Short exercise
Which lines in the rows below contain the word "curtain"? Return each of them in full.

Data to use
=-=-=-=-=

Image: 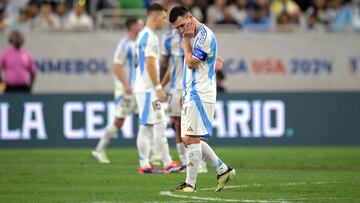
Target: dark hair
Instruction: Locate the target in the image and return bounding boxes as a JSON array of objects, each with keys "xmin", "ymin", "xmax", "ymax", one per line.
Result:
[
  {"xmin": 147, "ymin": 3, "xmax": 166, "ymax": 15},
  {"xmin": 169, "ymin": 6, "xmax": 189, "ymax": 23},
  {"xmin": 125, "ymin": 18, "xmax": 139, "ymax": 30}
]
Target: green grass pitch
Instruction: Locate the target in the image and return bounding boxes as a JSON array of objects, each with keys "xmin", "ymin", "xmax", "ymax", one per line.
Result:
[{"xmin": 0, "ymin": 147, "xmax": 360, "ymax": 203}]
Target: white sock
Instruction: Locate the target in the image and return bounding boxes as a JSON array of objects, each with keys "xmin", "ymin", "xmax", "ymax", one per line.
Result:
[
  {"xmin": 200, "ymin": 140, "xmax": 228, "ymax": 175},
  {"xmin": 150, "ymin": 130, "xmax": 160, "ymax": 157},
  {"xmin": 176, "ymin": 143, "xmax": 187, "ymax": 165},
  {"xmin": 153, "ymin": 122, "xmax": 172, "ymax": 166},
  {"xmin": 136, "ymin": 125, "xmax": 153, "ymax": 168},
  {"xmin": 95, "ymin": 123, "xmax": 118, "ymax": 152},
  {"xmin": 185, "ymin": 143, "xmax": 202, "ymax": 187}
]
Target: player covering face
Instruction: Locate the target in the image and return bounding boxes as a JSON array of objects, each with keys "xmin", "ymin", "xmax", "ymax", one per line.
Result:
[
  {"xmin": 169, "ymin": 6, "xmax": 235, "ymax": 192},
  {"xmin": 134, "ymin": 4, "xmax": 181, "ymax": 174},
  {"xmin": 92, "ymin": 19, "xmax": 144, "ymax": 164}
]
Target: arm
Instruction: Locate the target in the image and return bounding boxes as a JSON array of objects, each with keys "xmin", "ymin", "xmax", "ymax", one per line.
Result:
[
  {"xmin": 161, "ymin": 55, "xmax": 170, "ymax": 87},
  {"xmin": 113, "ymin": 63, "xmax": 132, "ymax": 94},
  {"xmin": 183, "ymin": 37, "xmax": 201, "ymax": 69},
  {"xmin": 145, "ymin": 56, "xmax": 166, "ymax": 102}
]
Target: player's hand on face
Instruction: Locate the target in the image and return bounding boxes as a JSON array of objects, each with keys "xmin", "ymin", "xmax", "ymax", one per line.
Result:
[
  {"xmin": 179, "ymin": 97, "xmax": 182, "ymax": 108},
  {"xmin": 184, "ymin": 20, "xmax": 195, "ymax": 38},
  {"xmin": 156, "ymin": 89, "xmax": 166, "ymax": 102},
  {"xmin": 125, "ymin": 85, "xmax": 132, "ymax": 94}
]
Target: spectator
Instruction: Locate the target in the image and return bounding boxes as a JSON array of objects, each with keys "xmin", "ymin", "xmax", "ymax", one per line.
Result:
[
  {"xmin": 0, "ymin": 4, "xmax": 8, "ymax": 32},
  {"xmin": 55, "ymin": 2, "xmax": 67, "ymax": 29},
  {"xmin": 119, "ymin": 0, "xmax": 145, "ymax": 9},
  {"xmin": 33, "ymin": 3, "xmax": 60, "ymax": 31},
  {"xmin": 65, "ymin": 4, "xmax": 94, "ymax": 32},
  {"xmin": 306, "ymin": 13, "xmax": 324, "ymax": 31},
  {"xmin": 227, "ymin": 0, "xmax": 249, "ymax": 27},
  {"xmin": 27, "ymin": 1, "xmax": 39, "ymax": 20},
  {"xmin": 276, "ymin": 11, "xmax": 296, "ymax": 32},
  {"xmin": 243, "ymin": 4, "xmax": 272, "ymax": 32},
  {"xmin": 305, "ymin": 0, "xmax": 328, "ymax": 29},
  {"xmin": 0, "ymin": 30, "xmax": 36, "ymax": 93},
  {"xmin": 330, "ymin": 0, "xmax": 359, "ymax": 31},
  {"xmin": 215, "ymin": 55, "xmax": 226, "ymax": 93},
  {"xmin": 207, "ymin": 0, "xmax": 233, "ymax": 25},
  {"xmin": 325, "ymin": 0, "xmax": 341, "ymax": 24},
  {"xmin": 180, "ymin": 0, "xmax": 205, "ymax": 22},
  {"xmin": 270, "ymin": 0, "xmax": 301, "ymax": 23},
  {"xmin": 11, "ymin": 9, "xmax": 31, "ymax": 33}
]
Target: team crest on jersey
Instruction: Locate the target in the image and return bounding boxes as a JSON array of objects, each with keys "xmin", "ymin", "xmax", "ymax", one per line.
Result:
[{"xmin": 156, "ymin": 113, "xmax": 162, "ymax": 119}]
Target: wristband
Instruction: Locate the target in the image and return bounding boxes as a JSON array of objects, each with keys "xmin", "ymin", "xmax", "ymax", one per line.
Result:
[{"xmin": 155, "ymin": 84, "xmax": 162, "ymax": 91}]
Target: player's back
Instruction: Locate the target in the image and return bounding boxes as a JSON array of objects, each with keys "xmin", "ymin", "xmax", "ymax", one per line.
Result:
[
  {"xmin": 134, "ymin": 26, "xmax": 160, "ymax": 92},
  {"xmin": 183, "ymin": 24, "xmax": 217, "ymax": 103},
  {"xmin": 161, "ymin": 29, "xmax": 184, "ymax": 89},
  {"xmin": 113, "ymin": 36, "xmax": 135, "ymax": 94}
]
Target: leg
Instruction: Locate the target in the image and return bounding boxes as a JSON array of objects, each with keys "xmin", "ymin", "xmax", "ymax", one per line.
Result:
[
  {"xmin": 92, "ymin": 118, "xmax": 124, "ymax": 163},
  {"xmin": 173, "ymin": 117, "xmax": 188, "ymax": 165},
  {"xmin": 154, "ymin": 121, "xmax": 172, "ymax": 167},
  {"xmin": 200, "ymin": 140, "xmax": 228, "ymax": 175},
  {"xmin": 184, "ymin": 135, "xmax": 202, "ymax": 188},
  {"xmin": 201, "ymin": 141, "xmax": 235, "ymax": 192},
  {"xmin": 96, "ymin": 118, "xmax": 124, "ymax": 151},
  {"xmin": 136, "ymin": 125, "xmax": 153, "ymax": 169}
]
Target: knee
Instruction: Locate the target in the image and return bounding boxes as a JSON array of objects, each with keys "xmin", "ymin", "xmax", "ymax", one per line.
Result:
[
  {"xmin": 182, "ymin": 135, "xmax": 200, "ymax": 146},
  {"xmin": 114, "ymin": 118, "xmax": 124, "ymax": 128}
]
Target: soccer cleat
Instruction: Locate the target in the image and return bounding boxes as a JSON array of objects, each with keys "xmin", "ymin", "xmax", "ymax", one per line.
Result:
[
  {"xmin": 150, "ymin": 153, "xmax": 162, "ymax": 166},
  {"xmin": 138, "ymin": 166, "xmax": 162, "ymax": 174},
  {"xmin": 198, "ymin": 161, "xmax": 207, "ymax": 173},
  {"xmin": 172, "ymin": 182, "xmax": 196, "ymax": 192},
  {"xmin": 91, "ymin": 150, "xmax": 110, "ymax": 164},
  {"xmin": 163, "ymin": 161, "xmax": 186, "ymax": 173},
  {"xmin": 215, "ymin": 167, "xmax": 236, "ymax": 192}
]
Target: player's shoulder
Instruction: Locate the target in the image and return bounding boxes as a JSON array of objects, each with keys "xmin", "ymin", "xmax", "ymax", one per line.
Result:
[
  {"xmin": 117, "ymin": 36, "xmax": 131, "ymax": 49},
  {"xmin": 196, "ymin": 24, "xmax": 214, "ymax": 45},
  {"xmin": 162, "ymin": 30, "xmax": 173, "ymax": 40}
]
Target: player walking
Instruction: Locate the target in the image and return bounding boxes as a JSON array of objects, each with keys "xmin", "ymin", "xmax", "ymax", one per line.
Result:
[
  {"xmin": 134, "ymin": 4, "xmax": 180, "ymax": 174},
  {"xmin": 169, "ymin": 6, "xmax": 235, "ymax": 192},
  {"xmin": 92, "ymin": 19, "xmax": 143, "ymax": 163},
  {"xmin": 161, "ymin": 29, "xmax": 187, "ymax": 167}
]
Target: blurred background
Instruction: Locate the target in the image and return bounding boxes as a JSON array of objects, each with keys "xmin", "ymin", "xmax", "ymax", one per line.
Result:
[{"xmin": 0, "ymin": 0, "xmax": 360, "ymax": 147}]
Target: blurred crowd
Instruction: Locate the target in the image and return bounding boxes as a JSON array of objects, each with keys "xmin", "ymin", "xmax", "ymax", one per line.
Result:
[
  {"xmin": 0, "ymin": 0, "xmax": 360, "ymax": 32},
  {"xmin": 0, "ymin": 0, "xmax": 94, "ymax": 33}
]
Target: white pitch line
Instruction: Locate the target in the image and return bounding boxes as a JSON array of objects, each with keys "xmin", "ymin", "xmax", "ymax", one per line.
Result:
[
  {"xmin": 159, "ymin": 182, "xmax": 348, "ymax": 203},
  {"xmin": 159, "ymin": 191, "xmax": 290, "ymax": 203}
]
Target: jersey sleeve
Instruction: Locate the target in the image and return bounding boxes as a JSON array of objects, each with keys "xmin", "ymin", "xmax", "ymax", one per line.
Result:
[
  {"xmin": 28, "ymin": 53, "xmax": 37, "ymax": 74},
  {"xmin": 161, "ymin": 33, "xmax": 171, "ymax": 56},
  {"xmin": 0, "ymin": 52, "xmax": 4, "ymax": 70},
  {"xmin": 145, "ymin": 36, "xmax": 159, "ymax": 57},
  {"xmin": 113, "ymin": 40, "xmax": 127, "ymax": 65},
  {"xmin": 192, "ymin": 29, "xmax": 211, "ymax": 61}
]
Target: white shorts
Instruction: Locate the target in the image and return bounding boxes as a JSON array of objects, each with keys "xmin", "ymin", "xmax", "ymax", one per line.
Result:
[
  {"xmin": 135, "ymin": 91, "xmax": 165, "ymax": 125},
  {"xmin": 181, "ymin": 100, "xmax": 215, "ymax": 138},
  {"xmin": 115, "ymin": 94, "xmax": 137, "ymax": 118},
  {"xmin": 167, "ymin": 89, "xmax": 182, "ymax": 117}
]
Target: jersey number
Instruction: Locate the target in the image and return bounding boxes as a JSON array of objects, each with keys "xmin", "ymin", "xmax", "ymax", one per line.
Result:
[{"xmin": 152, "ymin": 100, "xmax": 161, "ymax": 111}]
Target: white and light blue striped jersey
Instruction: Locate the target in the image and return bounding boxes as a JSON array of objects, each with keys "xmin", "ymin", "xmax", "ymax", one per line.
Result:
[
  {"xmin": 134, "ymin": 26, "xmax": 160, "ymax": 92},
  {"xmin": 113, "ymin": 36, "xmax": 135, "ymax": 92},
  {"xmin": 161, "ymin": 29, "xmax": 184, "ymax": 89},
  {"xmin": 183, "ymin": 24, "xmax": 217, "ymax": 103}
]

=-=-=-=-=

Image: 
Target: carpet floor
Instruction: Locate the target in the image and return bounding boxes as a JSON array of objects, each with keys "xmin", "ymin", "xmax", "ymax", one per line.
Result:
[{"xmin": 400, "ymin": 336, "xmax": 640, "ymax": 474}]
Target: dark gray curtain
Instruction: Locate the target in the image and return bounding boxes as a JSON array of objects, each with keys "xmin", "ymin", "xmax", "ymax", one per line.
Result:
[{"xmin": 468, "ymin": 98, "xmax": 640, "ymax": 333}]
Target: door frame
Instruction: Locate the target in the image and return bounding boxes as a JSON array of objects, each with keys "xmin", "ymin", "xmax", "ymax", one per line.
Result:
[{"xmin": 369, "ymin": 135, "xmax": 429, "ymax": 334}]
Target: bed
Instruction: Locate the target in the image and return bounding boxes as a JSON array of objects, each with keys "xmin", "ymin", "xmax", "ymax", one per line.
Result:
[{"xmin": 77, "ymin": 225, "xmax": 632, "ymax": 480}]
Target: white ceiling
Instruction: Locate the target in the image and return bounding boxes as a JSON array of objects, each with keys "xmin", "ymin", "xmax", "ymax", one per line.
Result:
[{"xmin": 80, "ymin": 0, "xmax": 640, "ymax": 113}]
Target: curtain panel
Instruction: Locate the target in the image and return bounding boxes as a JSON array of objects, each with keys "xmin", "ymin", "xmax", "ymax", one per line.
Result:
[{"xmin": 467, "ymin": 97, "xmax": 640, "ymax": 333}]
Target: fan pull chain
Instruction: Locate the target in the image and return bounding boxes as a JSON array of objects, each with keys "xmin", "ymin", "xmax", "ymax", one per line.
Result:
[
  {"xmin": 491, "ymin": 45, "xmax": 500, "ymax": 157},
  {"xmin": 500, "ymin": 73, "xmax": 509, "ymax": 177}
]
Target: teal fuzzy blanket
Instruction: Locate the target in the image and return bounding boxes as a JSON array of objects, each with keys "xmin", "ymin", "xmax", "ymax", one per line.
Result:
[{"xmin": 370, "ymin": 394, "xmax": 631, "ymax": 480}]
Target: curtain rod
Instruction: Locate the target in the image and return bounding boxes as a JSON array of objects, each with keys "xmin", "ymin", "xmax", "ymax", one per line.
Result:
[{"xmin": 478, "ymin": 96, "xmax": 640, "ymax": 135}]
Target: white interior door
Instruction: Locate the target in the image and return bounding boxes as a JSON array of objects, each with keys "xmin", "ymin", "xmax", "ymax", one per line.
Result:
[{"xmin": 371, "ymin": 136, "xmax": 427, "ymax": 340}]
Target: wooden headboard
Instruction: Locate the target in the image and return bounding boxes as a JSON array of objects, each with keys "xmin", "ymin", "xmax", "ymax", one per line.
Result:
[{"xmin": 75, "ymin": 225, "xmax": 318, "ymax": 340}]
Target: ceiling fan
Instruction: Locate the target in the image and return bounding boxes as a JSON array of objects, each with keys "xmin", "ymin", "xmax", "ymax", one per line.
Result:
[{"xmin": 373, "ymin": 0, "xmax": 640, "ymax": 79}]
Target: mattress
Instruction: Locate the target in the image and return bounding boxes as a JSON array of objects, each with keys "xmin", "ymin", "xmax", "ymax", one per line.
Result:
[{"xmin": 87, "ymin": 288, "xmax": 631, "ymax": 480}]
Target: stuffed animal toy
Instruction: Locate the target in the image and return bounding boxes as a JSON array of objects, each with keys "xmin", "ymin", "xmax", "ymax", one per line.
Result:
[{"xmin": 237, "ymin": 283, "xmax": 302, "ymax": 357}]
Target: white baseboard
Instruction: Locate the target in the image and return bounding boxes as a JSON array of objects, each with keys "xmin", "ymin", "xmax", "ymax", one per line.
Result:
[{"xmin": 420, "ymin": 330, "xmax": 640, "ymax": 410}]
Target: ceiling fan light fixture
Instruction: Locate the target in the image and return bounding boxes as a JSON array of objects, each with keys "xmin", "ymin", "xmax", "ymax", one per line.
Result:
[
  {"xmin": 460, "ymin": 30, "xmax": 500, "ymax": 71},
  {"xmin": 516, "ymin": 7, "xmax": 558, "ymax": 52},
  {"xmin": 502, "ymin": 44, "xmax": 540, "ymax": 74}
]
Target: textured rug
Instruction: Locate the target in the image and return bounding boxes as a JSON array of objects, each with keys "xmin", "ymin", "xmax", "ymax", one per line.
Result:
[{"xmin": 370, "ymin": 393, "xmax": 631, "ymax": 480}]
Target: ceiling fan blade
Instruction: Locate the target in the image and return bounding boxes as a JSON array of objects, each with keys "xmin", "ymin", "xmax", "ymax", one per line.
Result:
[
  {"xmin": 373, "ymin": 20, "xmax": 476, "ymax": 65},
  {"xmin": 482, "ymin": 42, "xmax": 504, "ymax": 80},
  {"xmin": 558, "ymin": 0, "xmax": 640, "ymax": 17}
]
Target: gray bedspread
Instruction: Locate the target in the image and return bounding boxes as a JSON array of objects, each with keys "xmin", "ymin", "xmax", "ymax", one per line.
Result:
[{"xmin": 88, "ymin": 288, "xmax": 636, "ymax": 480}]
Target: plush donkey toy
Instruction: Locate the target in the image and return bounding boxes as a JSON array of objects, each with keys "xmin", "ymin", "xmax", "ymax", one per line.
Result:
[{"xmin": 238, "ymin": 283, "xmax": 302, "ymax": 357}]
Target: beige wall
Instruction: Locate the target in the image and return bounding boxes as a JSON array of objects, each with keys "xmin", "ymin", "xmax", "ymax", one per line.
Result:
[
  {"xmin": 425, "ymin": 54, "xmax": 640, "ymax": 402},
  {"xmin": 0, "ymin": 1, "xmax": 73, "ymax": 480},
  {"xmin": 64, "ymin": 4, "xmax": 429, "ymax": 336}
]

=-=-=-=-=

Reply
Target: dark gray curtain
Target: curtain panel
Target: curtain rod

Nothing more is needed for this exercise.